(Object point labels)
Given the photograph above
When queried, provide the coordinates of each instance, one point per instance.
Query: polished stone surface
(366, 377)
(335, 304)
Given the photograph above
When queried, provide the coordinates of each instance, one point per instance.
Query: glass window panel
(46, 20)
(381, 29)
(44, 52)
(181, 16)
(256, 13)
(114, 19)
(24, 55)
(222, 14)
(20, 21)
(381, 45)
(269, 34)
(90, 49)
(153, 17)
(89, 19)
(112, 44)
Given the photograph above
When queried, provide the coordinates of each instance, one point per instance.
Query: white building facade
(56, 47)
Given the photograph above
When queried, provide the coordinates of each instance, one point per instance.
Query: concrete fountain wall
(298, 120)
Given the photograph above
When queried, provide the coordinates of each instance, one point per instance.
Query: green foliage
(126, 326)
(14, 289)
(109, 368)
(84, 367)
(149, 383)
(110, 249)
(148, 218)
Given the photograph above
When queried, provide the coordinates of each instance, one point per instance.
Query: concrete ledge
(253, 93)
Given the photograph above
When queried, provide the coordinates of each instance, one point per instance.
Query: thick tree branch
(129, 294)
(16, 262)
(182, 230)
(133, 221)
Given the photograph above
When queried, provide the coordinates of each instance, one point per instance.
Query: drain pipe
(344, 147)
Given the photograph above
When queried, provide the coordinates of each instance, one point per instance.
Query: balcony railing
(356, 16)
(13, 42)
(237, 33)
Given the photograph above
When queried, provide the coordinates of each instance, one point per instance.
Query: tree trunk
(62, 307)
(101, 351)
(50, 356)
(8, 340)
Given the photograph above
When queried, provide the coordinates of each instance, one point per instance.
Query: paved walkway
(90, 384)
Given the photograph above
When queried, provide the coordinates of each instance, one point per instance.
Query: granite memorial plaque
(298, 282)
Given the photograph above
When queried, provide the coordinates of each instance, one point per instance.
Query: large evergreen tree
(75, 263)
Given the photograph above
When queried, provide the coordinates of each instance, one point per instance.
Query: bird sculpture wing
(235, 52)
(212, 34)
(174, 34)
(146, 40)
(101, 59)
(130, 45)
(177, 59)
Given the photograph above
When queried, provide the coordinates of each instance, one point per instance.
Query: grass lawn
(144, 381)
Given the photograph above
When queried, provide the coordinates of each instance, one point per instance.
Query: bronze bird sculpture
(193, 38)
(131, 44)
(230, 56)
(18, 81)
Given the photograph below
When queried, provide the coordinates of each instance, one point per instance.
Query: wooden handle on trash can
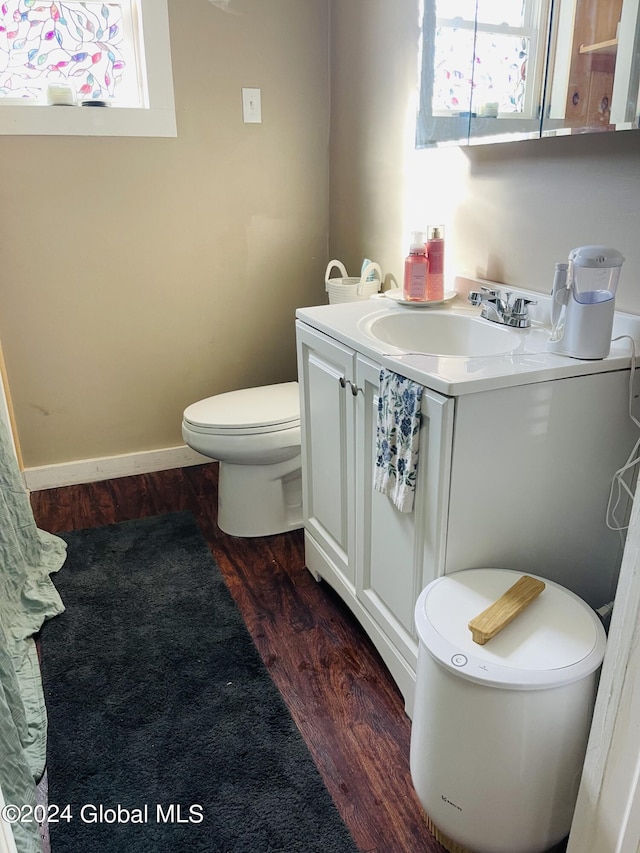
(487, 624)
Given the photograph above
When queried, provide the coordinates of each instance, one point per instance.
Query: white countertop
(455, 375)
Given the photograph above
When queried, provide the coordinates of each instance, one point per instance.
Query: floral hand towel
(397, 437)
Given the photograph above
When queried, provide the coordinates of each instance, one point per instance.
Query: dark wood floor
(338, 691)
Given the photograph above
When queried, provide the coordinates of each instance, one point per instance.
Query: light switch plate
(251, 106)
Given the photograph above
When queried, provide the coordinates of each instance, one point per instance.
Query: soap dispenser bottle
(415, 270)
(435, 254)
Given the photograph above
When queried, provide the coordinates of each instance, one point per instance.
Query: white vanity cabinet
(512, 476)
(377, 558)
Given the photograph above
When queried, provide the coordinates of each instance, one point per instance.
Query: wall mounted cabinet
(499, 71)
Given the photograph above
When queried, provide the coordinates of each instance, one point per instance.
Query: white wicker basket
(352, 288)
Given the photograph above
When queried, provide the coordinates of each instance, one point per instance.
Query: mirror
(499, 70)
(594, 67)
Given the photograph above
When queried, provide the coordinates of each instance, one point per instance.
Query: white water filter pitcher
(583, 302)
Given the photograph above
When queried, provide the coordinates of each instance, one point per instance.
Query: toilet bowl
(254, 433)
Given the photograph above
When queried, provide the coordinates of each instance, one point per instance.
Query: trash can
(500, 724)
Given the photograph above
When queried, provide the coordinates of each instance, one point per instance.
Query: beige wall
(511, 211)
(139, 275)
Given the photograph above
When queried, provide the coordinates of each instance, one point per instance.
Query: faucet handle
(520, 306)
(491, 292)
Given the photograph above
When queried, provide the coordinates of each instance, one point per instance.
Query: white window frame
(439, 127)
(157, 119)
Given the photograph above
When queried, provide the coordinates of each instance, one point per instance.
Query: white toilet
(255, 435)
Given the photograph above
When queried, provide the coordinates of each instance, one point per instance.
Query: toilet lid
(266, 407)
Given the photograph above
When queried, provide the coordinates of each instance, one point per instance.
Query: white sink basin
(442, 334)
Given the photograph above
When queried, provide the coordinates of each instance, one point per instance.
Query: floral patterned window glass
(481, 56)
(87, 46)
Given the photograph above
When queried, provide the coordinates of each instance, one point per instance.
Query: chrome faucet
(500, 309)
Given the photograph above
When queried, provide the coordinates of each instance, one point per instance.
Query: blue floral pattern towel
(397, 438)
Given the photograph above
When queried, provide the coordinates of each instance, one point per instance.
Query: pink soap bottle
(435, 254)
(415, 270)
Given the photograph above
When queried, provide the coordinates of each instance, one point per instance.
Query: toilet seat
(250, 411)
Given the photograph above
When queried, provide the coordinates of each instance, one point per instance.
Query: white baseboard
(109, 467)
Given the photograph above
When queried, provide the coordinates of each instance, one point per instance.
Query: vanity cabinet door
(399, 553)
(326, 375)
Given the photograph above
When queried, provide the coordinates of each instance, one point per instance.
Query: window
(481, 59)
(59, 57)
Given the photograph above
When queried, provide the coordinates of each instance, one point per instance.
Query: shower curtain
(27, 598)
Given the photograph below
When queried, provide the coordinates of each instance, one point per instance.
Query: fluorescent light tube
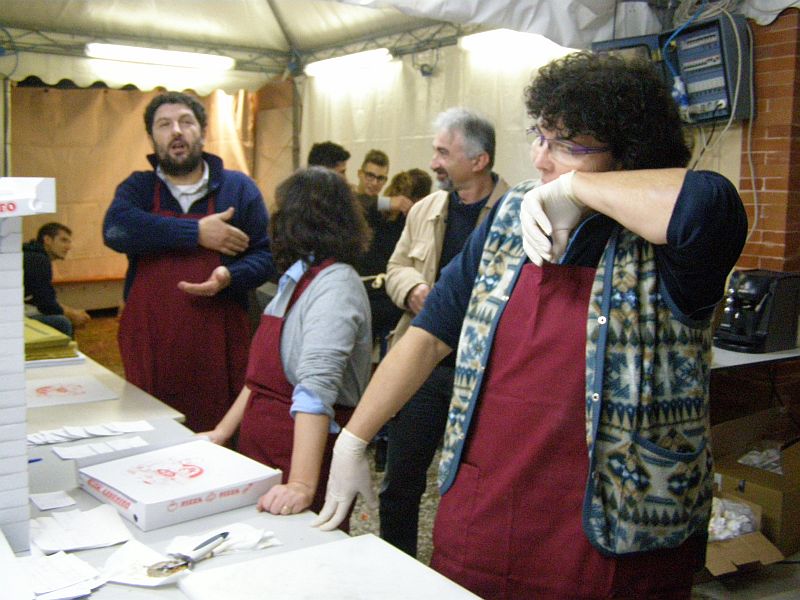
(155, 56)
(349, 62)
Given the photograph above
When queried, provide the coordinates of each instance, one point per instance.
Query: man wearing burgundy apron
(576, 461)
(196, 239)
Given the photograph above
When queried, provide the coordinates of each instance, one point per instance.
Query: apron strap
(306, 279)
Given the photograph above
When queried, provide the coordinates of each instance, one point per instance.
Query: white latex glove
(548, 214)
(350, 475)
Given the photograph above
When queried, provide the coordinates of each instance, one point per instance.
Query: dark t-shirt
(705, 236)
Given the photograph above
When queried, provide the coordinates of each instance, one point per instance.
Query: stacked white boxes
(19, 196)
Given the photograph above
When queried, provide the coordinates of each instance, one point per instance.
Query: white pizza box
(178, 483)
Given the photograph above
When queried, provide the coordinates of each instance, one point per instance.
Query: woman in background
(309, 360)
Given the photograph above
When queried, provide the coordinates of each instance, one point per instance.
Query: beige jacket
(416, 256)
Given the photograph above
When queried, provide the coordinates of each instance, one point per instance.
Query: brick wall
(775, 242)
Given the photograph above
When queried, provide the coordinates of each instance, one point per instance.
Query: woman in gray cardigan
(310, 358)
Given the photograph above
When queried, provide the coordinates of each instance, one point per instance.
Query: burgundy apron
(510, 526)
(266, 433)
(188, 351)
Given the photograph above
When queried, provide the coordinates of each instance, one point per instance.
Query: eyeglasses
(561, 149)
(374, 178)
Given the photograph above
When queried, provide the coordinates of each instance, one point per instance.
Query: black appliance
(761, 311)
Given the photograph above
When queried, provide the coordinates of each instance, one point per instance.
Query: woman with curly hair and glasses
(310, 357)
(576, 461)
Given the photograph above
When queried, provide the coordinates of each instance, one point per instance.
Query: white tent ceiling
(272, 37)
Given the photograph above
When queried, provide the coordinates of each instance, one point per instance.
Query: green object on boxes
(43, 342)
(778, 495)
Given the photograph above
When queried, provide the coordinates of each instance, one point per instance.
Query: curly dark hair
(174, 98)
(317, 218)
(624, 104)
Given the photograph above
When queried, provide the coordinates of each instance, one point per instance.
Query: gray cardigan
(326, 342)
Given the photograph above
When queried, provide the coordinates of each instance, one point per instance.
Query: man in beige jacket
(435, 231)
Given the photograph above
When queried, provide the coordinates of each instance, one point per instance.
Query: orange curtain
(92, 139)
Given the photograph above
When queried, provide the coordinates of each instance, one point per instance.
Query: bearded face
(179, 157)
(177, 139)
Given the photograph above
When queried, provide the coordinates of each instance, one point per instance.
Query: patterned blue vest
(647, 374)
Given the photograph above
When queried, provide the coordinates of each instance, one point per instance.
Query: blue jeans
(60, 322)
(414, 434)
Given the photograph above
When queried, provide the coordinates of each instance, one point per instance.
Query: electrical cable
(749, 151)
(678, 87)
(686, 10)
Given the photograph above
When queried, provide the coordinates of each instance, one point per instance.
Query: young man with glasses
(387, 225)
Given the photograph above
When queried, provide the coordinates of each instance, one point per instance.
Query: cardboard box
(744, 553)
(178, 483)
(777, 495)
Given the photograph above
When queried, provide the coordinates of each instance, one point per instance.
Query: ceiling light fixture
(155, 56)
(349, 62)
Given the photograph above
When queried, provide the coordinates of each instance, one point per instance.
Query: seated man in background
(52, 242)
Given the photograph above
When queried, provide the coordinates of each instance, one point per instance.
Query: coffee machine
(760, 312)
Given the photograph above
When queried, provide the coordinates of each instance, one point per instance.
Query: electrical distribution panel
(706, 64)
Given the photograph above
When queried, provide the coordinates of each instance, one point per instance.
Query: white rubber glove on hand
(548, 214)
(350, 475)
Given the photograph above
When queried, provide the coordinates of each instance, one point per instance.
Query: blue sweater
(131, 228)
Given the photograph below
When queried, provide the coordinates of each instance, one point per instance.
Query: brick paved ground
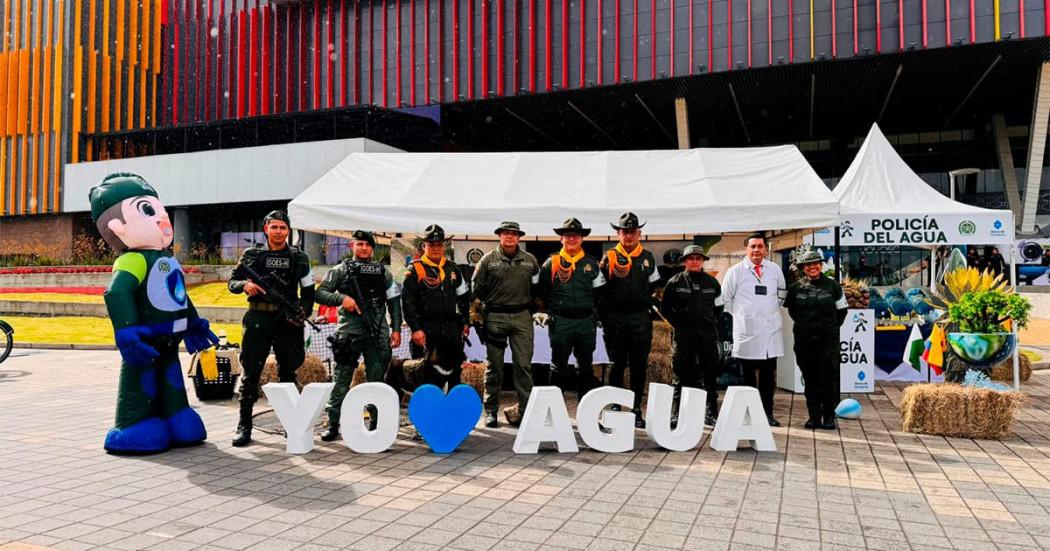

* Task details *
Find every line in the entries above that contains the word "hair", matching case exactly, and copy each of those lines.

* Complete response *
Query: woman with curly hair and glasses
Query: curly dark hair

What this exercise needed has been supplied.